[Region labeling entries]
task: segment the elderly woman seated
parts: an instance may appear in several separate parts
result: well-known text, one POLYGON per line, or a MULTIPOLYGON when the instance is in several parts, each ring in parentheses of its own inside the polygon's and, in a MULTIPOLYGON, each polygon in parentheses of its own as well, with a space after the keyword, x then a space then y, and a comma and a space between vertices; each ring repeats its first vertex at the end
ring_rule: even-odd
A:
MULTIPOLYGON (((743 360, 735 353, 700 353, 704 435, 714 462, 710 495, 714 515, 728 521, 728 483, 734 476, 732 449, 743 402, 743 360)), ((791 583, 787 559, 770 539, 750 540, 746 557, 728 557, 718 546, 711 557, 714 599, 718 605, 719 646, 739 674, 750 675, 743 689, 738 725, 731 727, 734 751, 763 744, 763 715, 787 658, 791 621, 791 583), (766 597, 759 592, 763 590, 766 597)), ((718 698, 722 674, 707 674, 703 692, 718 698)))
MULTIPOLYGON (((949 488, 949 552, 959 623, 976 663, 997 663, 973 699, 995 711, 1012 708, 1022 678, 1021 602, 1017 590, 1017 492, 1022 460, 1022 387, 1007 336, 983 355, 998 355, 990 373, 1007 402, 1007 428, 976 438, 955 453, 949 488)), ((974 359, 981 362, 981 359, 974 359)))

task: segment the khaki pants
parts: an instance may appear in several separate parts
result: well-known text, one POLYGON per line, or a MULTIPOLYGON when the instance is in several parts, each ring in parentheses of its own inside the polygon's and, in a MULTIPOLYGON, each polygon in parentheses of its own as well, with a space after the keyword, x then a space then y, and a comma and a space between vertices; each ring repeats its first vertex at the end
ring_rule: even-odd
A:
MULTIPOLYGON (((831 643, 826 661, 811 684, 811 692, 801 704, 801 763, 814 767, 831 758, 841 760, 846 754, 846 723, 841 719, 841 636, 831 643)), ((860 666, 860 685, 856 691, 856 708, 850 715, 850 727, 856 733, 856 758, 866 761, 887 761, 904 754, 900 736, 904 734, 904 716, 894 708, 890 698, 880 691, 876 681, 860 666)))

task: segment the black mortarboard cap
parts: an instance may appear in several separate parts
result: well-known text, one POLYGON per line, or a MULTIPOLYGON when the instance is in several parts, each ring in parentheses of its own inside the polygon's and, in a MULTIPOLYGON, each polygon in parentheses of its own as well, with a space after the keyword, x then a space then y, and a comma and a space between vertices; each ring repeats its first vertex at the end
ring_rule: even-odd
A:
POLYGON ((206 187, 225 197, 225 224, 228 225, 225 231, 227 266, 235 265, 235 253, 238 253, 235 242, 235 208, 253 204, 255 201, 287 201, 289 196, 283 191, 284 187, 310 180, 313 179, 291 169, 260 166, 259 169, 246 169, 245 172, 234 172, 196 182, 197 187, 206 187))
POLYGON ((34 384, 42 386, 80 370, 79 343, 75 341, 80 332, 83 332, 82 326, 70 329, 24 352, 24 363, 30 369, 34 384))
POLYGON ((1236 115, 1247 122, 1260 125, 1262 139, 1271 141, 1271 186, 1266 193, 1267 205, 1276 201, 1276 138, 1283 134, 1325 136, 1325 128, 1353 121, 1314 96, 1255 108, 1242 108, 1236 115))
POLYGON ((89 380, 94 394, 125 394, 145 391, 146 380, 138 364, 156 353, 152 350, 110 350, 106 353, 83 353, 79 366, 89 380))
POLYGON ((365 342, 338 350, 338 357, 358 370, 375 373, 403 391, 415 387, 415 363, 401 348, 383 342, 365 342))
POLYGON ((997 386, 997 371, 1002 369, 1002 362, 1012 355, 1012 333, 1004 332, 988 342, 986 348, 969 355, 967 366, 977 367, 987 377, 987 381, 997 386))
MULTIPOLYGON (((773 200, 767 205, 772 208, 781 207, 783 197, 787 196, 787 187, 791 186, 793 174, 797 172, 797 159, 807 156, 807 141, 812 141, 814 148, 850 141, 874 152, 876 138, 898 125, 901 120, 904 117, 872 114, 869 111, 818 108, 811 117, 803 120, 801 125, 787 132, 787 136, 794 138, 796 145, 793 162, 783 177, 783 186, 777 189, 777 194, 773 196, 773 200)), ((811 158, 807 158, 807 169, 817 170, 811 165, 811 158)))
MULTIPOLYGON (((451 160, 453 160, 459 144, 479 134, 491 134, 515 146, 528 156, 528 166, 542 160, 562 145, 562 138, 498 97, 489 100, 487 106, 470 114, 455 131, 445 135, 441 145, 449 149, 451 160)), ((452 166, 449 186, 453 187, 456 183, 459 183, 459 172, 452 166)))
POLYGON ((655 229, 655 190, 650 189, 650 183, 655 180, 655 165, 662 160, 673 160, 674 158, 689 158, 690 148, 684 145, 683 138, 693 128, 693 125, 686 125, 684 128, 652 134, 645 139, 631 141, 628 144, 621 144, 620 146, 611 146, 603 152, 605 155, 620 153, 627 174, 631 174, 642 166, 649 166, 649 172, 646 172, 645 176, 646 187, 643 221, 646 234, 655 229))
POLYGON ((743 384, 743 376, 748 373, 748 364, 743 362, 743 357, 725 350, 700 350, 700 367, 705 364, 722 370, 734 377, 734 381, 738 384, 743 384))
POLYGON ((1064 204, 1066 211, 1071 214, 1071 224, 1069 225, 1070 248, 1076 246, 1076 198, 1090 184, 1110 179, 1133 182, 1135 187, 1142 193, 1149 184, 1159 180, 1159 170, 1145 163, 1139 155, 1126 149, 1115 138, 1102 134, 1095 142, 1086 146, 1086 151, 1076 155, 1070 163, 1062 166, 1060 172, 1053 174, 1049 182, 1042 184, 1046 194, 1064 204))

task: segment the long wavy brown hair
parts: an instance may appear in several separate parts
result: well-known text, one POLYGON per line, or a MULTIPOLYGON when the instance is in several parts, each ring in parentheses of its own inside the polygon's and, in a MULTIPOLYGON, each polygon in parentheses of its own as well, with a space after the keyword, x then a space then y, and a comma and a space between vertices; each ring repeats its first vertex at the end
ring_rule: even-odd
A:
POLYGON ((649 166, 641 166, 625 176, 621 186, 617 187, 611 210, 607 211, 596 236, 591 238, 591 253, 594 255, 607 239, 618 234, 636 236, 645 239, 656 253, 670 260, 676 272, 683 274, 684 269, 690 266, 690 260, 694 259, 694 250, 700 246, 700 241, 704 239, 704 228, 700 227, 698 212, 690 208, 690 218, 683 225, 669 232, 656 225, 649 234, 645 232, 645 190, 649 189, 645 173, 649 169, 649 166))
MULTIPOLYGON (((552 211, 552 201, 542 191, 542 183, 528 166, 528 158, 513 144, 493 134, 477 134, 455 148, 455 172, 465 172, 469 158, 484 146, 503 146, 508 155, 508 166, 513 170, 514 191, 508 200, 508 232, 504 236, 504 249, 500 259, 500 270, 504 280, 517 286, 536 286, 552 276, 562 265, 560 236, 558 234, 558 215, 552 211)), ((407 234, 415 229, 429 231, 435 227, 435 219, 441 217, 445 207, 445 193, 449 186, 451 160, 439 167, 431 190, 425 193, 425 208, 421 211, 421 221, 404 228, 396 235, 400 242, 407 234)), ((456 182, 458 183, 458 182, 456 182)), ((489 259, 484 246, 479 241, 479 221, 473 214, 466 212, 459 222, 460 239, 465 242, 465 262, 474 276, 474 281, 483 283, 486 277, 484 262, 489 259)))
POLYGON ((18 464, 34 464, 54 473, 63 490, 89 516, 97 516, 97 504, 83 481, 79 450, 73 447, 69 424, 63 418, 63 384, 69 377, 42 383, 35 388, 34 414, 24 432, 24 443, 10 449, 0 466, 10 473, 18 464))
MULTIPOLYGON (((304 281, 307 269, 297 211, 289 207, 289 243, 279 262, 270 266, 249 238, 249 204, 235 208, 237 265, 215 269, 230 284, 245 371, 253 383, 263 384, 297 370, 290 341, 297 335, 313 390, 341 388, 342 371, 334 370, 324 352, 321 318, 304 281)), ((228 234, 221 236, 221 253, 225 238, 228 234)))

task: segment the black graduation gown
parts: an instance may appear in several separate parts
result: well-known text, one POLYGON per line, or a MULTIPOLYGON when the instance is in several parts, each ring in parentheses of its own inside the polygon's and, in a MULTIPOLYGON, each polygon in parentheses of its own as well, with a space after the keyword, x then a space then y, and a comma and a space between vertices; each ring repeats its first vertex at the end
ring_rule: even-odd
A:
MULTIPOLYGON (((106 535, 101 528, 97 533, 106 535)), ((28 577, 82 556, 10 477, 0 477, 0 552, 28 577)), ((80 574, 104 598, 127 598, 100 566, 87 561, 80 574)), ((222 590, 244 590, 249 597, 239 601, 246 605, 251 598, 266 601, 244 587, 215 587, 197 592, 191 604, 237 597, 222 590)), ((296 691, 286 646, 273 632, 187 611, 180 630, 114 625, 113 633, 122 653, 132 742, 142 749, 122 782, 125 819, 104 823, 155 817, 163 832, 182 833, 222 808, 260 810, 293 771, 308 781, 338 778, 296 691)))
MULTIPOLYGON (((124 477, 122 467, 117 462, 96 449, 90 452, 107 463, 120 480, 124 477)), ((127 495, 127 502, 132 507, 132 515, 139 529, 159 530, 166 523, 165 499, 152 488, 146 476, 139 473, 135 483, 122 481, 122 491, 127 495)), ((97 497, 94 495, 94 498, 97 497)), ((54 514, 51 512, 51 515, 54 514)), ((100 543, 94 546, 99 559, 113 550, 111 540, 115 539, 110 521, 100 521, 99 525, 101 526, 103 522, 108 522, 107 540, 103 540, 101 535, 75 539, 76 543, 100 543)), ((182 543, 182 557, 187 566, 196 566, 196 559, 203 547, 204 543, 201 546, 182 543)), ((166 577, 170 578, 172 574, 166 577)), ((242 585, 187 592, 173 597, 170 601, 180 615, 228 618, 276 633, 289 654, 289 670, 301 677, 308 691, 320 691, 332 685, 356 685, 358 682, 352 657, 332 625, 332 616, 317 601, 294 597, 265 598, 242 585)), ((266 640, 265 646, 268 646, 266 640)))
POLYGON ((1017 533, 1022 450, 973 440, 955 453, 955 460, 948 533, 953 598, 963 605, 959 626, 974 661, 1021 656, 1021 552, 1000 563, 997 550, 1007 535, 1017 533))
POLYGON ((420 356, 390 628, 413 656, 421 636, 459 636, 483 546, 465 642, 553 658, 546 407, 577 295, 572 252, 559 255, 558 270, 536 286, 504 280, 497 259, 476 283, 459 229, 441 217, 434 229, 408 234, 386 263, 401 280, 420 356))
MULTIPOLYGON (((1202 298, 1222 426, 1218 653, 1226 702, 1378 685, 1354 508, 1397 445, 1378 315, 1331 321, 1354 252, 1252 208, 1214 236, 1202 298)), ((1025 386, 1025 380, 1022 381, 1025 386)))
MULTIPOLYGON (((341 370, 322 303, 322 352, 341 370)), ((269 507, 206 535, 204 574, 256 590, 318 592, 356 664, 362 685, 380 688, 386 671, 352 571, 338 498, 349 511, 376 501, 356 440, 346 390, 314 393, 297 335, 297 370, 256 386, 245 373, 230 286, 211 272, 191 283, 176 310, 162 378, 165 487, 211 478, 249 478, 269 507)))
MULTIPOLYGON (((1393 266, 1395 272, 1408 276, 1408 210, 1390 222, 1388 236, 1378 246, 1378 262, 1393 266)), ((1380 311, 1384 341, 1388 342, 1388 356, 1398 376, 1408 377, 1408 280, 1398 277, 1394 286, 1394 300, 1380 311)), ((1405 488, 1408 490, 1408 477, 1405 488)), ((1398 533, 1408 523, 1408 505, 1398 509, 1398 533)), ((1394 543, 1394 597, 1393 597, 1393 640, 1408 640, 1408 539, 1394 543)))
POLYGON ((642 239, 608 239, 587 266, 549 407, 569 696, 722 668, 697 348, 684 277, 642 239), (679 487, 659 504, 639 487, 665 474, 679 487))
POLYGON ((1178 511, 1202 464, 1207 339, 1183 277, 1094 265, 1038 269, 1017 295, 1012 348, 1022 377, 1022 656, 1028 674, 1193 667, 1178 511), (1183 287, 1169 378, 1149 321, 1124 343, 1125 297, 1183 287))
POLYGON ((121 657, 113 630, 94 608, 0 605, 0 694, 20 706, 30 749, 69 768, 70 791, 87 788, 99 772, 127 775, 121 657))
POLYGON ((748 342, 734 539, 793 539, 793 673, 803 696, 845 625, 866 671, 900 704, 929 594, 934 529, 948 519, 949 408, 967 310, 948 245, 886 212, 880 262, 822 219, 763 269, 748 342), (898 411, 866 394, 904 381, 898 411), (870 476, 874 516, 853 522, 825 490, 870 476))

▸ **PROBLEM DETAILS**: Reproduce, word for word, the data above running from the line containing "task: segment the khaki pants" through the line containing "MULTIPOLYGON (((831 643, 826", including both of those lines.

▸ **COMPLETE RESPONSE**:
task: segment the khaki pants
parts: an instance may appear in several separate parts
result: well-known text, one POLYGON per line, or a MULTIPOLYGON when the instance is in several parts, each ring in parentheses of its own inside the polygon's and, in a MULTIPOLYGON, each polygon in parentheses of its own as well, with a space after the keyword, x then a space then y, and a comma and a space between vertices; each ring repeats its first vertex at the end
ring_rule: even-odd
A:
MULTIPOLYGON (((831 643, 826 661, 811 684, 811 692, 801 704, 801 763, 814 767, 831 758, 841 760, 846 754, 846 723, 841 719, 841 636, 831 643)), ((860 666, 860 685, 856 691, 856 708, 850 715, 850 727, 856 733, 856 758, 866 761, 887 761, 904 754, 900 736, 904 734, 904 716, 894 708, 890 698, 880 691, 876 681, 860 666)))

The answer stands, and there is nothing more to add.